## What needs to be done
Collect every line in the rows below that contains the word "segment", and copy each of those lines in full.

## Provided data

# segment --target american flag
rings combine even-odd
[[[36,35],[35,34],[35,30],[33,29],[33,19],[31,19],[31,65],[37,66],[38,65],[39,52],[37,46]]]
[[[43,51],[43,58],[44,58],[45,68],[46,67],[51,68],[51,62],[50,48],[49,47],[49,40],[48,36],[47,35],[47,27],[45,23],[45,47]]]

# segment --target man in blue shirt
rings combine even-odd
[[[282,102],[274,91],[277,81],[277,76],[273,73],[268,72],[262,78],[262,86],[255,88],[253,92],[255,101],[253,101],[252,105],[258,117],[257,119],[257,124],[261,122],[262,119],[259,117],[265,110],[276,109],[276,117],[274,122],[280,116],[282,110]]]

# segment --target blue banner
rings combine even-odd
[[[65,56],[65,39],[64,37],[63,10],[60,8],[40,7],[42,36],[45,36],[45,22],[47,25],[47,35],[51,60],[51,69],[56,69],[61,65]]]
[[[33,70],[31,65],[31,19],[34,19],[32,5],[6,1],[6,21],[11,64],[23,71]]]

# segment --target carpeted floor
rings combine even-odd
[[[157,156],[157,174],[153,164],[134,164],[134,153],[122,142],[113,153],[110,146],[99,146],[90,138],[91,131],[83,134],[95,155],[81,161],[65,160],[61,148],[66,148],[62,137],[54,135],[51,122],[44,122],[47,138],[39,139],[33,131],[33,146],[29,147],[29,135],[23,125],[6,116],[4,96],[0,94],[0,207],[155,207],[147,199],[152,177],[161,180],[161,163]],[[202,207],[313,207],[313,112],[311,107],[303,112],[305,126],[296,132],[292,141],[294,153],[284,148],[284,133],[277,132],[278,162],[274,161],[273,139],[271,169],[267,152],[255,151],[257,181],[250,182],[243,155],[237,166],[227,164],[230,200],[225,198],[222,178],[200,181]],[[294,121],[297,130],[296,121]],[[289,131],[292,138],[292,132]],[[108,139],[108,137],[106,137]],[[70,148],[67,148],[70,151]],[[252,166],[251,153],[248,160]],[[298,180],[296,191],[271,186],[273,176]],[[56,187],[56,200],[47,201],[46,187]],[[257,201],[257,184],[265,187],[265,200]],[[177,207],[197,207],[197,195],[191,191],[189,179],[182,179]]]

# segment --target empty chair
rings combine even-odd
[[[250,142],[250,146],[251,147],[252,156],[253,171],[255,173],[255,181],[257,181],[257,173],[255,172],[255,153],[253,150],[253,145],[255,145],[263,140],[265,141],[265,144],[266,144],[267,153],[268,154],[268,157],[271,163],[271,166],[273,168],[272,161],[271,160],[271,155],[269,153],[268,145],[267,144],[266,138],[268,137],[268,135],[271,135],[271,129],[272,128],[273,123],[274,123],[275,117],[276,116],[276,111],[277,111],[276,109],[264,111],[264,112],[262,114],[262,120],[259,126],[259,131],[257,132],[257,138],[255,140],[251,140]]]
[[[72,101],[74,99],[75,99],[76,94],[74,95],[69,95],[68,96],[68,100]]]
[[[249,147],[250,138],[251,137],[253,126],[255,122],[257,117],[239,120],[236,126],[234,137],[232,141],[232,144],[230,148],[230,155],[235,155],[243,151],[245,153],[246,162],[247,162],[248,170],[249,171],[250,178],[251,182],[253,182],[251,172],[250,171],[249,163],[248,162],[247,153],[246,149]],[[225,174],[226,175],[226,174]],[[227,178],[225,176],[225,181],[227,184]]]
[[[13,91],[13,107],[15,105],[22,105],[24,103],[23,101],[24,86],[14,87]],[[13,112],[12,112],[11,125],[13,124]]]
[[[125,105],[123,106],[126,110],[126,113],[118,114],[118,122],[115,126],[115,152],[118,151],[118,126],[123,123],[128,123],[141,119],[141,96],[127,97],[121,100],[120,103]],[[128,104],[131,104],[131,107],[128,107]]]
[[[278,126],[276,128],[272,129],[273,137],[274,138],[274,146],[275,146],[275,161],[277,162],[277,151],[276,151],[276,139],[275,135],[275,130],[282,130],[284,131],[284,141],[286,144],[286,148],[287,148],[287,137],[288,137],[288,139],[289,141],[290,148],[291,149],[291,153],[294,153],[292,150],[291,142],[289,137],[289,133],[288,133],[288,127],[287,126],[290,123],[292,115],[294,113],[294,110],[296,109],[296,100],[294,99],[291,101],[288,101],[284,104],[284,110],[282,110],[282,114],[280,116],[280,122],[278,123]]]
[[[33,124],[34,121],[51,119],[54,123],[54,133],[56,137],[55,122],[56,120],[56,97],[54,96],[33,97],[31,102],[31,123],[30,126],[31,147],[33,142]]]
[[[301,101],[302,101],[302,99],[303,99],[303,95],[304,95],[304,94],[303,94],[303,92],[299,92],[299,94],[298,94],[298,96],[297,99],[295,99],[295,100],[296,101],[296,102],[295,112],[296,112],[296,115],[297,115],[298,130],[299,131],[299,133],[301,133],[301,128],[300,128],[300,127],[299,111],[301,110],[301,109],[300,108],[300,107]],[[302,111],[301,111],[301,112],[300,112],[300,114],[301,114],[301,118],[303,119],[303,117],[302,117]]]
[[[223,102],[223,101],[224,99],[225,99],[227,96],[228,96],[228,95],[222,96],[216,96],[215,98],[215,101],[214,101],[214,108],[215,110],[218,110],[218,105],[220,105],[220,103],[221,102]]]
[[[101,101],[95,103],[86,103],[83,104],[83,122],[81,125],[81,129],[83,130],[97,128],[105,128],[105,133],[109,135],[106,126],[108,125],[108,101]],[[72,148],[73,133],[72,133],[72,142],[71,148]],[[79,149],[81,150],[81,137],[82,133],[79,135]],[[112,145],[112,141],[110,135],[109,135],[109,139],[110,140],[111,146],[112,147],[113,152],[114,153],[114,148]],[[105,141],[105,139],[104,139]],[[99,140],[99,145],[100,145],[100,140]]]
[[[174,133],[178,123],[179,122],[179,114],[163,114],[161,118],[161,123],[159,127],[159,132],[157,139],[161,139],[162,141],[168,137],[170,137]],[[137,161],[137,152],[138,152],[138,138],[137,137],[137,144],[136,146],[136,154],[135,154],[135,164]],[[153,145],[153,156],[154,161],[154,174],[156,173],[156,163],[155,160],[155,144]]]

## Solution to this problem
# segment --target american flag
# segment --target man in blue shirt
# segment --target blue banner
# segment --target carpeted floor
# segment --target empty chair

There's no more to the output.